Take the material and output all of it exactly.
## begin INPUT RECORDS
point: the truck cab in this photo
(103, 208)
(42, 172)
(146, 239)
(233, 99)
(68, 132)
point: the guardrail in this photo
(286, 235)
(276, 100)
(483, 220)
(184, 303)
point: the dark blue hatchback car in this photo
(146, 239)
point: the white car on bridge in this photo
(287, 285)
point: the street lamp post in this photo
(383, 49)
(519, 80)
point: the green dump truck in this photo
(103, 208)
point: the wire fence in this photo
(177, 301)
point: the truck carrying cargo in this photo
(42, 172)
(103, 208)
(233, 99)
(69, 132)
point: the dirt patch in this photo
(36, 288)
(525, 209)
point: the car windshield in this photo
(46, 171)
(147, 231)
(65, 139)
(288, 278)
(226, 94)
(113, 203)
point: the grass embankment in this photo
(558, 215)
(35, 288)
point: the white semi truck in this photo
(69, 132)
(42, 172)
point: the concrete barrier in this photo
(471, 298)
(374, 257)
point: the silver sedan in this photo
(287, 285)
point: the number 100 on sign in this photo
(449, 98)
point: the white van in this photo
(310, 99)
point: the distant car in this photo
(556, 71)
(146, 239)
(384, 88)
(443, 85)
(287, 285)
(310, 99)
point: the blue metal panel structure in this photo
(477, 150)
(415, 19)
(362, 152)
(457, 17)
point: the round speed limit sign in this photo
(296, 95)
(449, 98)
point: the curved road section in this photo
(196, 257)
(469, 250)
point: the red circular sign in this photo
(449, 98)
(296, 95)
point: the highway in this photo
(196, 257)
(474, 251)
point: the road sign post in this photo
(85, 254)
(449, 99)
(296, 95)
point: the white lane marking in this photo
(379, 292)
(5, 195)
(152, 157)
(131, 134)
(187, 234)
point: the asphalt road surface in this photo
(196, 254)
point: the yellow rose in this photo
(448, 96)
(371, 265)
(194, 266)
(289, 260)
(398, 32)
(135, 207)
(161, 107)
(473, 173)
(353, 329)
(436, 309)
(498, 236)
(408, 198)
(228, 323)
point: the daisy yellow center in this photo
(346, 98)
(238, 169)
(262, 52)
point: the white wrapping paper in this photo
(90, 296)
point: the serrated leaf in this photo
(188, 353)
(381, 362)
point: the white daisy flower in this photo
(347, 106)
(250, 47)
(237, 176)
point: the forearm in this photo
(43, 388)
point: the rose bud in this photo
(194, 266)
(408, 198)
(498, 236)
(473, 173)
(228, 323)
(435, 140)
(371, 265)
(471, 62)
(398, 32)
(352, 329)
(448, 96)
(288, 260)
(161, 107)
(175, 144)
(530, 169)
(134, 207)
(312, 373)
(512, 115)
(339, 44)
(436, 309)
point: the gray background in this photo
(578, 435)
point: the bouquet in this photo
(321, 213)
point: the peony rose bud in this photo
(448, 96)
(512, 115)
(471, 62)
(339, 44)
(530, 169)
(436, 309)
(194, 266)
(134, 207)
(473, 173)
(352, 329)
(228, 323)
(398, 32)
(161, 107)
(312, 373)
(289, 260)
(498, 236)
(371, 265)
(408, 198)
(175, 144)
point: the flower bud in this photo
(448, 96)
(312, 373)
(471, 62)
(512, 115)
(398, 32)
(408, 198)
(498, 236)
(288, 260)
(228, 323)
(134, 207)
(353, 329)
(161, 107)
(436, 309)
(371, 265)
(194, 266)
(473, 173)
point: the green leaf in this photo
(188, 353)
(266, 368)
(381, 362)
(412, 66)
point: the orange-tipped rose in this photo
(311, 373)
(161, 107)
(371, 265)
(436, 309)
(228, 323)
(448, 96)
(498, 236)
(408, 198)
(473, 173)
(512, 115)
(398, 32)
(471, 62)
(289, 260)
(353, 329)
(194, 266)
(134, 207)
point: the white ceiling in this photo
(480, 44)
## end INPUT RECORDS
THE REPLY -
point: the truck cab in this photo
(103, 208)
(42, 172)
(146, 239)
(233, 99)
(68, 132)
point: the guardrail in this photo
(286, 235)
(276, 100)
(483, 220)
(184, 303)
point: the dark blue hatchback car in this photo
(146, 239)
point: the white car on bridge in this photo
(287, 285)
point: the street lamp post in this photo
(383, 49)
(519, 80)
point: the green dump truck in this photo
(103, 208)
point: the wire fence in this photo
(177, 301)
point: the truck carrying cargo in this photo
(42, 172)
(103, 208)
(233, 99)
(69, 132)
point: the dirt patch in this photo
(36, 288)
(525, 209)
point: the car windshield in this photo
(46, 171)
(147, 231)
(65, 139)
(288, 278)
(226, 94)
(113, 203)
point: the grass embankment in this photo
(558, 215)
(35, 288)
point: the white semi truck in this photo
(69, 132)
(42, 172)
point: the concrete barrier in this photo
(471, 298)
(374, 257)
point: the silver sedan in this photo
(287, 285)
point: the number 100 on sign in this photo
(449, 98)
point: the white van in this photo
(310, 99)
point: the distant car in this photo
(556, 71)
(146, 239)
(384, 88)
(443, 85)
(287, 285)
(310, 99)
point: the blue metal panel structure in this photo
(477, 150)
(415, 19)
(362, 152)
(457, 17)
point: the round speed limit sign in this photo
(296, 95)
(449, 98)
point: the curved road section in this photo
(196, 257)
(469, 250)
point: the red circular sign in this photo
(449, 98)
(296, 95)
point: the highway in this photo
(196, 257)
(474, 251)
point: the road sign post in this photo
(85, 254)
(449, 99)
(296, 95)
point: the white lane marking in this photo
(379, 292)
(5, 195)
(152, 157)
(131, 134)
(187, 234)
point: the asphalt road surface in this photo
(196, 254)
point: the yellow rose in this photo
(448, 96)
(371, 265)
(194, 266)
(289, 260)
(398, 32)
(135, 207)
(161, 107)
(473, 173)
(353, 329)
(436, 309)
(498, 236)
(408, 198)
(228, 323)
point: the daisy yellow center in this photo
(346, 98)
(238, 169)
(262, 52)
point: the white wrapping paper in this photo
(90, 296)
point: the serrated leaf in this photo
(188, 353)
(381, 362)
point: the white daisy flower in this photo
(347, 106)
(250, 47)
(237, 176)
point: the forearm in this photo
(43, 388)
point: the rose bud in this photo
(194, 266)
(408, 198)
(498, 236)
(473, 173)
(228, 323)
(435, 140)
(371, 265)
(471, 62)
(398, 32)
(352, 329)
(448, 96)
(288, 260)
(161, 107)
(175, 144)
(530, 169)
(134, 207)
(312, 373)
(512, 115)
(339, 44)
(436, 309)
point: the gray background in this photo
(578, 435)
point: the bouquet in this photo
(321, 213)
point: the peony rose bud in this photo
(448, 96)
(512, 115)
(471, 62)
(339, 44)
(530, 169)
(436, 309)
(194, 266)
(134, 207)
(473, 173)
(352, 329)
(228, 323)
(398, 32)
(161, 107)
(312, 373)
(289, 260)
(498, 236)
(371, 265)
(408, 198)
(175, 144)
point: the flower bud in this photo
(448, 96)
(312, 373)
(471, 62)
(512, 115)
(398, 32)
(408, 198)
(498, 236)
(288, 260)
(228, 323)
(134, 207)
(353, 329)
(161, 107)
(436, 309)
(371, 265)
(194, 266)
(473, 173)
point: the green leaf in this photo
(188, 353)
(266, 368)
(381, 362)
(412, 66)
point: the orange-tipped rose in this photo
(311, 373)
(161, 107)
(371, 265)
(436, 309)
(228, 323)
(448, 96)
(498, 236)
(408, 198)
(473, 173)
(512, 115)
(398, 32)
(471, 62)
(289, 260)
(353, 329)
(194, 266)
(134, 207)
point: the white ceiling in this photo
(480, 44)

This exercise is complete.